■ Dataset rows
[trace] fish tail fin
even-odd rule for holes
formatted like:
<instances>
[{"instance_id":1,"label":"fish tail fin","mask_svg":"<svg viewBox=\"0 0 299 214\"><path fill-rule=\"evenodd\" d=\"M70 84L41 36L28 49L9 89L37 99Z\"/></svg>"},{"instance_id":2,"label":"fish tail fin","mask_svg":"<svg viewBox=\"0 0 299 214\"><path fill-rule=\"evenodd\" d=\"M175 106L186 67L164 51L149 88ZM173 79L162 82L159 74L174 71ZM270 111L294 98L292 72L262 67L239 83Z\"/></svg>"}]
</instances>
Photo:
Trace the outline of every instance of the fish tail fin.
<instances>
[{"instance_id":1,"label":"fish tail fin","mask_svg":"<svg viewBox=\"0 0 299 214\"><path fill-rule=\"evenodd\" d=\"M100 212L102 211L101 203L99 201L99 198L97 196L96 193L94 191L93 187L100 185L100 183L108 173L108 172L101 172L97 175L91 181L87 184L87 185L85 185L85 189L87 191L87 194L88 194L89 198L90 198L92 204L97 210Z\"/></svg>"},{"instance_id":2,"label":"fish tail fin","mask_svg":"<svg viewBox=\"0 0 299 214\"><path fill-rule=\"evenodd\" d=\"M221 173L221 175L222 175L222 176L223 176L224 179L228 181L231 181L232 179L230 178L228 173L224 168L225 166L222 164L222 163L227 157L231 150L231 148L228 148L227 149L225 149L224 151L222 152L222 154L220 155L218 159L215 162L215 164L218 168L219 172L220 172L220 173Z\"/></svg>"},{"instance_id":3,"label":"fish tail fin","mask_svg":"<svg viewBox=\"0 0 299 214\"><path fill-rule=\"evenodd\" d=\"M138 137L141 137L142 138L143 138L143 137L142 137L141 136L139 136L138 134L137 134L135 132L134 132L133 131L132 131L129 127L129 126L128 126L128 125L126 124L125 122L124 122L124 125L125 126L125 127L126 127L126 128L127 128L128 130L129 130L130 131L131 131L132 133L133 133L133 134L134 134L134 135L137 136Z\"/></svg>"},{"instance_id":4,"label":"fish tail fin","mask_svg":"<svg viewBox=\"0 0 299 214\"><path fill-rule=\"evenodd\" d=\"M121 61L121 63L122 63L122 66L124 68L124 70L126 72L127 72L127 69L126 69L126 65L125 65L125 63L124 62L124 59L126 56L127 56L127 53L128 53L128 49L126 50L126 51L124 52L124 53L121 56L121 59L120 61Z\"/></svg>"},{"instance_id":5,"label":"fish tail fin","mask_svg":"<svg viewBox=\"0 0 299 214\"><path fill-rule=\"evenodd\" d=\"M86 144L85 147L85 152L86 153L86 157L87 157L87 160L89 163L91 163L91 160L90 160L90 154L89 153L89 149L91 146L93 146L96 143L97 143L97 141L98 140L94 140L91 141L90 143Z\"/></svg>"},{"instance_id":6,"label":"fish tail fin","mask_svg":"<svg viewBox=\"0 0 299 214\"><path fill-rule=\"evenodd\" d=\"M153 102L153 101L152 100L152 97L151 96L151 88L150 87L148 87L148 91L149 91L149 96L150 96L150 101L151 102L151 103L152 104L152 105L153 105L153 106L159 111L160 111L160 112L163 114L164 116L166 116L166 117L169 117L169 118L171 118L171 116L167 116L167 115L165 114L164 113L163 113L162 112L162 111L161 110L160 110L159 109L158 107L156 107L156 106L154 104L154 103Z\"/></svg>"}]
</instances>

■ To be done
Write out every line of the items above as a numbered list, skipping any blank lines.

■ Reply to the exercise
1. [trace] fish tail fin
2. even-odd rule for holes
3. formatted like:
4. <instances>
5. [{"instance_id":1,"label":"fish tail fin","mask_svg":"<svg viewBox=\"0 0 299 214\"><path fill-rule=\"evenodd\" d=\"M70 84L41 36L28 49L9 89L37 99Z\"/></svg>"},{"instance_id":2,"label":"fish tail fin","mask_svg":"<svg viewBox=\"0 0 299 214\"><path fill-rule=\"evenodd\" d=\"M175 106L186 67L164 51L149 88ZM173 79L162 82L159 74L174 71ZM270 111L294 98L292 72L262 67L239 83Z\"/></svg>"}]
6. </instances>
7. Photo:
8. Trace the outline of every instance of the fish tail fin.
9. <instances>
10. [{"instance_id":1,"label":"fish tail fin","mask_svg":"<svg viewBox=\"0 0 299 214\"><path fill-rule=\"evenodd\" d=\"M100 212L102 211L101 203L99 201L99 198L97 196L96 193L94 191L93 187L100 185L100 183L108 173L108 172L101 172L97 175L91 181L87 184L87 185L85 185L85 189L87 191L87 194L88 194L89 198L90 198L92 204L97 210Z\"/></svg>"},{"instance_id":2,"label":"fish tail fin","mask_svg":"<svg viewBox=\"0 0 299 214\"><path fill-rule=\"evenodd\" d=\"M221 173L221 175L222 175L222 176L223 176L224 179L228 181L231 181L232 179L230 178L228 173L224 168L225 166L222 164L222 163L227 157L231 150L231 148L228 148L227 149L225 149L224 151L222 152L222 154L220 155L218 159L215 162L215 164L218 168L219 172L220 172L220 173Z\"/></svg>"},{"instance_id":3,"label":"fish tail fin","mask_svg":"<svg viewBox=\"0 0 299 214\"><path fill-rule=\"evenodd\" d=\"M138 137L141 137L142 138L143 138L143 137L142 137L141 136L139 136L138 134L137 134L135 132L134 132L133 131L132 131L129 127L129 126L128 126L128 125L126 124L125 122L124 122L124 125L125 126L125 127L126 127L126 128L127 128L128 130L129 130L130 131L131 131L132 133L133 133L133 134L134 134L134 135L137 136Z\"/></svg>"},{"instance_id":4,"label":"fish tail fin","mask_svg":"<svg viewBox=\"0 0 299 214\"><path fill-rule=\"evenodd\" d=\"M121 61L121 63L122 63L122 66L124 68L124 70L126 72L127 72L127 69L126 69L126 65L125 65L125 63L124 62L124 59L126 56L127 56L127 53L128 53L128 49L126 50L126 51L124 52L124 53L121 56L121 59L120 61Z\"/></svg>"},{"instance_id":5,"label":"fish tail fin","mask_svg":"<svg viewBox=\"0 0 299 214\"><path fill-rule=\"evenodd\" d=\"M86 144L85 147L85 152L86 153L86 157L87 157L87 160L89 163L91 163L91 160L90 160L90 154L89 153L89 149L91 146L93 146L96 143L97 143L97 141L98 140L94 140L91 141L90 143Z\"/></svg>"},{"instance_id":6,"label":"fish tail fin","mask_svg":"<svg viewBox=\"0 0 299 214\"><path fill-rule=\"evenodd\" d=\"M153 102L153 101L152 100L152 97L151 96L151 88L150 87L148 87L148 91L149 91L149 96L150 96L150 101L151 102L151 103L152 104L152 105L153 105L153 106L159 111L160 111L160 112L163 114L164 116L166 116L166 117L169 117L169 118L171 118L171 116L167 116L167 115L165 114L164 113L163 113L162 112L162 111L161 110L160 110L159 109L158 107L156 107L156 106L154 104L154 103Z\"/></svg>"}]
11. </instances>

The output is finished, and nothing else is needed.